[Goal of the exercise] Locate every line in the records that contains the word "hood" and copy each one out. Case counts.

[Working data]
↓
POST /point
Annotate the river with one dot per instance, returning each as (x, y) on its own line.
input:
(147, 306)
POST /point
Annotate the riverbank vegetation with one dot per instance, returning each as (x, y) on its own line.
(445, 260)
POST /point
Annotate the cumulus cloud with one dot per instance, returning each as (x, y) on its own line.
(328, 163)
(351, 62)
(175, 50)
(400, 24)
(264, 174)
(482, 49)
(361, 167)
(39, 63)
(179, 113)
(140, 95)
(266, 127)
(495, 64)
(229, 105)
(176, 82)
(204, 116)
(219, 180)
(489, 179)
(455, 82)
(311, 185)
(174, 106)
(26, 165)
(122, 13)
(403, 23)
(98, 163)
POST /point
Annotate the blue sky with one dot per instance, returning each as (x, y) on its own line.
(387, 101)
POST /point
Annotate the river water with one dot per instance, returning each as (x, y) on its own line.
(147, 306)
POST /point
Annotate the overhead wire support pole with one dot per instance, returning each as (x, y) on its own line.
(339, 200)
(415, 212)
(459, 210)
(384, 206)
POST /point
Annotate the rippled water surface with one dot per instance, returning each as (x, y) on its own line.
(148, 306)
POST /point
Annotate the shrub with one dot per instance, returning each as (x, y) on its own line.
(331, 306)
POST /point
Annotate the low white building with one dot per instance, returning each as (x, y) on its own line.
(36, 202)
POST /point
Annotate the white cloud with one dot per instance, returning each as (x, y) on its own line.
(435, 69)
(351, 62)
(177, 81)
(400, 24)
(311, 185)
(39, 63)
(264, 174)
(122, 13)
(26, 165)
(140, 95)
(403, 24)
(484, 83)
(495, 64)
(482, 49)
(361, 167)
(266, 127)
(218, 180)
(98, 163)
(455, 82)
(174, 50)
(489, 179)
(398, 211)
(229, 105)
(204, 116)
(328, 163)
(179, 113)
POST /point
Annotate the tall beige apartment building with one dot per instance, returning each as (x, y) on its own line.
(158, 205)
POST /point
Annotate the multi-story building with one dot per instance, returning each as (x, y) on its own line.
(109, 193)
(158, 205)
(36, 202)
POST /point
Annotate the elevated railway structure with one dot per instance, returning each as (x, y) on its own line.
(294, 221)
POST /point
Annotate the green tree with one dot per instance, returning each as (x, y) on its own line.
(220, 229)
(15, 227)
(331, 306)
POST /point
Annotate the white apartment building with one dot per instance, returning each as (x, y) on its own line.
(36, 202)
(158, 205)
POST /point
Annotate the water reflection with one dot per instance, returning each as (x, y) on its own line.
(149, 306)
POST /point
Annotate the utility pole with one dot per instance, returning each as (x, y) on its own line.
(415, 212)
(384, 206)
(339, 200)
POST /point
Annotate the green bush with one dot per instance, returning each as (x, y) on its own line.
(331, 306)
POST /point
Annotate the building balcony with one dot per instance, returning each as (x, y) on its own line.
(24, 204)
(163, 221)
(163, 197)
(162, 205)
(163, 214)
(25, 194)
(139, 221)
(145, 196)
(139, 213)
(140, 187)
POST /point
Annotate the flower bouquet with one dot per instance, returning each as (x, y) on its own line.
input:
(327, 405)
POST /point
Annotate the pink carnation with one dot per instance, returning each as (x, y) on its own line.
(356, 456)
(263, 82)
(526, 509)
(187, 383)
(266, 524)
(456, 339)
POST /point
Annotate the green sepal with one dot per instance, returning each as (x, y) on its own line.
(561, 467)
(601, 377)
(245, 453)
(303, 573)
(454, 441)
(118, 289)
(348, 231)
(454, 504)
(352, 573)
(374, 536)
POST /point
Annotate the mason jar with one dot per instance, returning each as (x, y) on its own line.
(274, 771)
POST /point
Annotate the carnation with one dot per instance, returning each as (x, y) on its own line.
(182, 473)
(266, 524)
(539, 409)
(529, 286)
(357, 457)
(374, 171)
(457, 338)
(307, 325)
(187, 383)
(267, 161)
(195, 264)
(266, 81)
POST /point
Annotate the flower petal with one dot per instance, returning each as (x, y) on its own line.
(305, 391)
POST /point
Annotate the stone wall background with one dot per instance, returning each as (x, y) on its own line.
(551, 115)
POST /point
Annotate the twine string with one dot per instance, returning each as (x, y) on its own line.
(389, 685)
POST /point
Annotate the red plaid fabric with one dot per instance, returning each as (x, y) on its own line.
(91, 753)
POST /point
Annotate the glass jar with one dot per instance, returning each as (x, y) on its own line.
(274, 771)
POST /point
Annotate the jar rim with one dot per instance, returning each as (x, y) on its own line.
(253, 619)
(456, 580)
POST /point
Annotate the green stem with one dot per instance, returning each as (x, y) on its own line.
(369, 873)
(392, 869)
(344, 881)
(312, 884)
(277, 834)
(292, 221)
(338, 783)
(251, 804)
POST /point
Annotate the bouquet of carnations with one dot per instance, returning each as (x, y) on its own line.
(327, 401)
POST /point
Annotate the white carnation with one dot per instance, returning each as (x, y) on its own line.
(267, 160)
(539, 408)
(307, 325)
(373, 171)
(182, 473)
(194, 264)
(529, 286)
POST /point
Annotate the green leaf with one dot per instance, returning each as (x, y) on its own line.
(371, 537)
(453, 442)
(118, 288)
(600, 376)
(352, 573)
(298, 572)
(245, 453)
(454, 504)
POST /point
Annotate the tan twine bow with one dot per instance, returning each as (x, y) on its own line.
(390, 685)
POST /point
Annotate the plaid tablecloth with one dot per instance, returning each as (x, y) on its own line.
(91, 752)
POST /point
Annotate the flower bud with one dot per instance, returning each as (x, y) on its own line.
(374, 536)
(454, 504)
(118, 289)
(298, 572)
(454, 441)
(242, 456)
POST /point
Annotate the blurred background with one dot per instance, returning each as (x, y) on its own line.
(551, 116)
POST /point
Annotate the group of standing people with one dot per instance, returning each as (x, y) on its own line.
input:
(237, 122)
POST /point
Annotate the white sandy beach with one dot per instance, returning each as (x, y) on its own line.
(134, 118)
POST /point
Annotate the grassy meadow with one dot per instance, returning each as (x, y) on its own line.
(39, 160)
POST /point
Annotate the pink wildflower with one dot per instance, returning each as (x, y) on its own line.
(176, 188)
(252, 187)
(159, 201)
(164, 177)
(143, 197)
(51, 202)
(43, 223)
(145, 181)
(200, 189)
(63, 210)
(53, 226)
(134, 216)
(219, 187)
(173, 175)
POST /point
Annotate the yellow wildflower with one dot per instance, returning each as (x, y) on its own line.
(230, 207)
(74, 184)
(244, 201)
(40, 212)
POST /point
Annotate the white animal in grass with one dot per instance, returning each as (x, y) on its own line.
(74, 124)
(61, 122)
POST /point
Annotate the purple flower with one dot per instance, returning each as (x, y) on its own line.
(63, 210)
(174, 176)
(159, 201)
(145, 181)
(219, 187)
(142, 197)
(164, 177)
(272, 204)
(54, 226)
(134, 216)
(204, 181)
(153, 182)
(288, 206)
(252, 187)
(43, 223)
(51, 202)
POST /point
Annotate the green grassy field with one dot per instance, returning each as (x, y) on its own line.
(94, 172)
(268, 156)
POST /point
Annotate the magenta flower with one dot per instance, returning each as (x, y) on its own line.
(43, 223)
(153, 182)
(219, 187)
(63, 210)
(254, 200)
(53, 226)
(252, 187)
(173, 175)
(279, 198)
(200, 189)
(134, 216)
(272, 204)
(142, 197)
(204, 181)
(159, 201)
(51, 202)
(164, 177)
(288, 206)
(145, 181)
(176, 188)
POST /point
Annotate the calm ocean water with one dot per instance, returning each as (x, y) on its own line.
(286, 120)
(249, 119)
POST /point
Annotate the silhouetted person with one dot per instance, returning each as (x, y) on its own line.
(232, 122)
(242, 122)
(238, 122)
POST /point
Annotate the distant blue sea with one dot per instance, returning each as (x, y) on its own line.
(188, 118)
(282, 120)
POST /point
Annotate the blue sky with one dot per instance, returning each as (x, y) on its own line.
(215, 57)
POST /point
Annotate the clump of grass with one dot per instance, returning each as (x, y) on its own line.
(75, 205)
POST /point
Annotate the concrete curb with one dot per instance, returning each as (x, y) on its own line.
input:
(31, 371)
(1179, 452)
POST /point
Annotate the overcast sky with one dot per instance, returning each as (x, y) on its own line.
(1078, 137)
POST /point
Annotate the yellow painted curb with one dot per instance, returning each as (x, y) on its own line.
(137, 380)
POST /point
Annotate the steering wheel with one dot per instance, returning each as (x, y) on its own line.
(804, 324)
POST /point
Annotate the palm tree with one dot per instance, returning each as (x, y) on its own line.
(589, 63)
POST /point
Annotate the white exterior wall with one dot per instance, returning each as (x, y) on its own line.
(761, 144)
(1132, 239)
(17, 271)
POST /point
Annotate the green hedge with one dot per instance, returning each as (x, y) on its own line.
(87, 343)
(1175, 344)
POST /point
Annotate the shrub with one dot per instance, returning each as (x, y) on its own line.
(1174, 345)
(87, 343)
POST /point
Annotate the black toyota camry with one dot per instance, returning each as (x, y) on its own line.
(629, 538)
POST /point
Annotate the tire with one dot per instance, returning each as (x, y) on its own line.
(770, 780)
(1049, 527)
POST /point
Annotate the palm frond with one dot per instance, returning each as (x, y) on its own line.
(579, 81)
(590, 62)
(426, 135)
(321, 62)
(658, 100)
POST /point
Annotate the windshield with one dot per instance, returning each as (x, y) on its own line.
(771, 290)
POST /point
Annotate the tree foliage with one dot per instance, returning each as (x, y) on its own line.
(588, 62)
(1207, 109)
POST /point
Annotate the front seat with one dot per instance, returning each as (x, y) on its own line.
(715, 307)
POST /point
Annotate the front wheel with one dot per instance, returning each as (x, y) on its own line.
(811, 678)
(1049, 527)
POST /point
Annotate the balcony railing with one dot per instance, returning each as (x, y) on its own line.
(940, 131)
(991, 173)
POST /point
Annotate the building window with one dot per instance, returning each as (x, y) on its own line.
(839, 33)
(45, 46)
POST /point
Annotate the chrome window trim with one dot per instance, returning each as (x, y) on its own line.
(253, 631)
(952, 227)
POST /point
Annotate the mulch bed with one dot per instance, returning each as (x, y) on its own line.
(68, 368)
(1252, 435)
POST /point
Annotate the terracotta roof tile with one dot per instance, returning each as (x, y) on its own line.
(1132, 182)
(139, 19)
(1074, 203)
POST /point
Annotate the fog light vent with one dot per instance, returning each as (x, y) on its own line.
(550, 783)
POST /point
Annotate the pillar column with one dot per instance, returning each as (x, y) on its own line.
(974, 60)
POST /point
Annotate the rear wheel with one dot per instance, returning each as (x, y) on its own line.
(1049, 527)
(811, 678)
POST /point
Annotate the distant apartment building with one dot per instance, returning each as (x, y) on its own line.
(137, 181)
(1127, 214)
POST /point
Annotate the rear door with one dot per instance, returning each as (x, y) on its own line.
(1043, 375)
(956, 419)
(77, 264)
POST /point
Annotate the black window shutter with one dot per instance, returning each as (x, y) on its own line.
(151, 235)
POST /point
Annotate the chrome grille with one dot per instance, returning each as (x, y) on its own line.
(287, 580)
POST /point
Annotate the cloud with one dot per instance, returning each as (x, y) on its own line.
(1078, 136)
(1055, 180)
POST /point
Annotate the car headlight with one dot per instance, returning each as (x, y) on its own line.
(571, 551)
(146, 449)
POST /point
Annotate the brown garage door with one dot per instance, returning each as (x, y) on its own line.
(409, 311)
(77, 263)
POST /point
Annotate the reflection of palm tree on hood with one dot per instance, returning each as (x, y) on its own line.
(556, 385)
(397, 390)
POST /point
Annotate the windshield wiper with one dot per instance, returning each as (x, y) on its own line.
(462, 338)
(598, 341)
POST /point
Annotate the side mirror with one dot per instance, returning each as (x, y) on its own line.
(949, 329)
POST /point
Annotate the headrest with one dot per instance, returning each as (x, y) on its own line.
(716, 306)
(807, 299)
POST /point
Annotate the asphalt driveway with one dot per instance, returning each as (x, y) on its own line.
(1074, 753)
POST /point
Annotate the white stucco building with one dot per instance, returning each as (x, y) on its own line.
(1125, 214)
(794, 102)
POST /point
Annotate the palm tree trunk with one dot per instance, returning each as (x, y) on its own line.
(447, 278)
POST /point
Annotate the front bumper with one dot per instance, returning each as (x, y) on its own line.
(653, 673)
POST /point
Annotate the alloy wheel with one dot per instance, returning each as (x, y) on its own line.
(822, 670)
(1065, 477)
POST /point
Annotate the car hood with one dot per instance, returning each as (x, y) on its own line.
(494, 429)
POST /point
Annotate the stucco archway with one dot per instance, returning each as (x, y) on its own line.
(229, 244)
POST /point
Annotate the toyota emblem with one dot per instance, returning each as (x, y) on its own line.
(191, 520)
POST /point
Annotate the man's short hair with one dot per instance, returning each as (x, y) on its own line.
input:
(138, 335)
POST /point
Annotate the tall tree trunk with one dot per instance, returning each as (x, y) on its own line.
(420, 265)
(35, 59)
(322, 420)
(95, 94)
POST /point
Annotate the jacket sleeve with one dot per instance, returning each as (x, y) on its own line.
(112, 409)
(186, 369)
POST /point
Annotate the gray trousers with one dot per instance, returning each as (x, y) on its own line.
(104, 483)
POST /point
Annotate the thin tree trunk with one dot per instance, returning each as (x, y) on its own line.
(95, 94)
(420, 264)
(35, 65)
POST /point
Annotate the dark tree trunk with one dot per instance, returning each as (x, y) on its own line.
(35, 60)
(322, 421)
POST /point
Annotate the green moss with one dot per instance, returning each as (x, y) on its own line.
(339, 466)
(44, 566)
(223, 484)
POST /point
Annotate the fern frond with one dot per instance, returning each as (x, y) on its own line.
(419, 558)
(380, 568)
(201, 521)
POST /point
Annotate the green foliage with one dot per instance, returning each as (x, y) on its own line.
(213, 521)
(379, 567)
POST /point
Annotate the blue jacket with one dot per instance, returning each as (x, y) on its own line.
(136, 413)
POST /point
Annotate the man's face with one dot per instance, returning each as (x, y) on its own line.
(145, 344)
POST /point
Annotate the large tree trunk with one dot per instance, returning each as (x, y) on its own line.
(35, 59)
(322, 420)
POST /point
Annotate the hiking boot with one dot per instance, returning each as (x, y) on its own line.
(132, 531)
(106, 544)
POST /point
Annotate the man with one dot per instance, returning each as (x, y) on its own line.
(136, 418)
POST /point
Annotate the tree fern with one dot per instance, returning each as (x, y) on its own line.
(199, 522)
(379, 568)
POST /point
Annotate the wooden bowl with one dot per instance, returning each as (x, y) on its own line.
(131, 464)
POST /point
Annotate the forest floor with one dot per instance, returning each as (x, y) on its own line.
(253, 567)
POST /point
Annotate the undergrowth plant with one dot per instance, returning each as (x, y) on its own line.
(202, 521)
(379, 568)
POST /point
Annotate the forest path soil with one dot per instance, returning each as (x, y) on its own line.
↑
[Written solution]
Annotate the reflection of palm tree on hood with one dot per instance, returning each as (x, y) on its own line.
Annotate the car hood with one dot per instance, returning each as (x, y) on its own line.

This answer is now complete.